- _What you need to do_: Type out the full set of entries again, unchanged.

Data extracts Block Start

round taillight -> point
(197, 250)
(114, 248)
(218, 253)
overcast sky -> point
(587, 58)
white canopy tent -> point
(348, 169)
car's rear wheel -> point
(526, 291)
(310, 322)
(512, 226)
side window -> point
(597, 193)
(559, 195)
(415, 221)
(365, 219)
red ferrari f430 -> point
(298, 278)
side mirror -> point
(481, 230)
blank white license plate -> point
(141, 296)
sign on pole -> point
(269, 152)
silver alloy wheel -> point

Data extracts Block End

- _Reply_:
round taillight -> point
(197, 250)
(114, 248)
(218, 253)
overcast sky -> point
(587, 58)
white canopy tent -> point
(348, 169)
car's rear wheel -> point
(526, 291)
(310, 322)
(512, 226)
side window -> point
(597, 193)
(559, 195)
(415, 221)
(365, 219)
red ferrari f430 -> point
(298, 278)
side mirror -> point
(481, 230)
blank white license plate -> point
(141, 296)
sign on pole -> point
(269, 152)
silver alloy wheel -> point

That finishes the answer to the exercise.